• **PASSAGE CHOISI**:
* * * * * * * * *
Sardine Ruisseau a disparu de Twitter, la fin des comptes parodiques ?
Personnage fictif de Twitter à la célébrité établie, Sardine Ruisseau, compte parodique de la députée EELV de Paris Sandrine Rousseau, a disparu du réseau social le 21 juillet dans l’après-midi. Départ volontaire ? Départ subi ? L'avenir le dira. Pour certains internautes, c'est une tragédie, pour d'autres, c'est une victoire.
Du côté gauche de l’échiquier politique, de nombreux responsables saluent cette "mort numérique". Ainsi, la sénatrice EELV des Français de l’étranger Mélanie Vogel a vilipendé un « compte de la fachosphère qui pratique le cyberharcèlement et la violence en ligne ». Même son de cloche du côté de Marie-Charlotte Garin députée écologiste du Rhône qui estime que ce compte "cyber harcèle" "banalise" et "légitime une violence déjà trop souvent laissée impunie". La principale intéressée, Sandrine Rousseau, a pour sa part, déploré à plusieurs reprises les propos sexistes et xénophobes de son double, tout en considérant qu’il contribuait au cyberharcèlement dont elle est victime.
* * * * * * * * *
• **LISTE DES DONNÉES**:
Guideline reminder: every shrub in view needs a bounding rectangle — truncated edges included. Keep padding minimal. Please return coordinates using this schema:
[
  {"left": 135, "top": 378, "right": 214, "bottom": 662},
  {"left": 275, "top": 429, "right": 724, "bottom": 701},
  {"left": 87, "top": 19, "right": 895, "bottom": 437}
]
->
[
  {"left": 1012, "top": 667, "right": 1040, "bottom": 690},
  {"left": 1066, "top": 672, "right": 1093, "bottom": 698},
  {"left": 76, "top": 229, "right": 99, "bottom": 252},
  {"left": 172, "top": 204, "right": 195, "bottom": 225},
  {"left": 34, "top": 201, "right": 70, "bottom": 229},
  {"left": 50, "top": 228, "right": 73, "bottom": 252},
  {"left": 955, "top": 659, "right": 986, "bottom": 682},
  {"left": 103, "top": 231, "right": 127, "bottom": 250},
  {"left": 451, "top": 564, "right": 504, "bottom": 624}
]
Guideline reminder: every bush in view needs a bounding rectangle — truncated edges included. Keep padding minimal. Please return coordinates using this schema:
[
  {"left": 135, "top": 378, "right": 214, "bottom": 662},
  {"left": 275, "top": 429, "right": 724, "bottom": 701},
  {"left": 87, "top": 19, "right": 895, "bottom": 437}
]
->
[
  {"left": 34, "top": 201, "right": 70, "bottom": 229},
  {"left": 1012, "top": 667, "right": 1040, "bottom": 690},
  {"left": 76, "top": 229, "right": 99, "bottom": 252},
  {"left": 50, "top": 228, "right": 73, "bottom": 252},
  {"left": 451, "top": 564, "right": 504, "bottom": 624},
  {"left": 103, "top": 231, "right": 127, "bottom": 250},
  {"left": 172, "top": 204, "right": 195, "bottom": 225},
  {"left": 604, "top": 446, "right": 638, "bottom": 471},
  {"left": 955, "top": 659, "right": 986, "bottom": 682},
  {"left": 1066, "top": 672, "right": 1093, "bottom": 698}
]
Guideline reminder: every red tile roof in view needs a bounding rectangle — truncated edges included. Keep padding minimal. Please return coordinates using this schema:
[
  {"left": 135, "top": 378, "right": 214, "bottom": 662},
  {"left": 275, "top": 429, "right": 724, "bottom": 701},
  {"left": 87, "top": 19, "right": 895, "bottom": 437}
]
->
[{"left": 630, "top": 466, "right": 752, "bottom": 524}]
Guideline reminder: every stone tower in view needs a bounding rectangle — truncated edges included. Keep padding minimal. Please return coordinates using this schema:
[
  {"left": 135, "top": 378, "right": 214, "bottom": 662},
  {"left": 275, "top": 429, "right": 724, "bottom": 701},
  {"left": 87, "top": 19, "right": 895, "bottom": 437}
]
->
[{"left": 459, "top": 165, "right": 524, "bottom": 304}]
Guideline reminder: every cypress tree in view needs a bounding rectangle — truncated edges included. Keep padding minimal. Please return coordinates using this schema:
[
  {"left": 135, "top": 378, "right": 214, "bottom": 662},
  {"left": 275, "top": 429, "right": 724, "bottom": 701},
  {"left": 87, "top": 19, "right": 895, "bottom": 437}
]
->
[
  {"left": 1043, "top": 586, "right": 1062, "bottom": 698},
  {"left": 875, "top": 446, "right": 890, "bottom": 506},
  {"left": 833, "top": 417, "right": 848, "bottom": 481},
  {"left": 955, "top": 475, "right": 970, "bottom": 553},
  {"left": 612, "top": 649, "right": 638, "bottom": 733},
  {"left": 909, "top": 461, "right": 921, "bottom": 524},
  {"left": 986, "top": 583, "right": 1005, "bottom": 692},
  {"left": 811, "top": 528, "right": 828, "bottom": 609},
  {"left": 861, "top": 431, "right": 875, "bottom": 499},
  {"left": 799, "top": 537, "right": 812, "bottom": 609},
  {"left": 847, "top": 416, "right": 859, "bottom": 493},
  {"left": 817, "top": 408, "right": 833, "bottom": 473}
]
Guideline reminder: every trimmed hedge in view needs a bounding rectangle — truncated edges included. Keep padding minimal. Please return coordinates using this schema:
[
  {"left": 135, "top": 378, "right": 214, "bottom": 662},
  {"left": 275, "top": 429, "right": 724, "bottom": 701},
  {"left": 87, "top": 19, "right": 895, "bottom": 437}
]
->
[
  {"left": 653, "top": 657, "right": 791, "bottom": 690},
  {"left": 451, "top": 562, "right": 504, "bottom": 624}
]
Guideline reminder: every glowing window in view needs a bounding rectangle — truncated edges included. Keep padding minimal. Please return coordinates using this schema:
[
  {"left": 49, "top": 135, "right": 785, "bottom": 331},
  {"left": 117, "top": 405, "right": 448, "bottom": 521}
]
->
* * * * * * * * *
• **ÉTAPES DE L'EXERCICE**:
• A. Résumez le passage choisi en deux phrases.
• B. D'après le passage choisi, pourquoi Mélanie Vogel et Marie-Charlotte Garin se félicitent-elles de la disparition du compte ? Répondez en une ou deux phrases.
Appuyez-vous seulement sur le passage choisi.

• **RÉPONSES PAR CONSIGNE**:
• A. Le compte parodique Sardine Ruisseau, qui imitait la députée EELV de Paris Sandrine Rousseau, a disparu de Twitter le 21 juillet dans l'après-midi, sans qu'on sache encore si ce départ était voulu ou subi. À gauche, de nombreux responsables saluent cette disparition et accusent le compte de cyberharcèlement, tandis que Sandrine Rousseau a déploré à plusieurs reprises ses propos sexistes et xénophobes.

• B. Pour Mélanie Vogel, il s'agit d'un compte de la fachosphère qui pratique le cyberharcèlement et la violence en ligne. Marie-Charlotte Garin estime qu'il cyberharcèle, qu'il banalise et qu'il légitime une violence déjà trop souvent laissée impunie.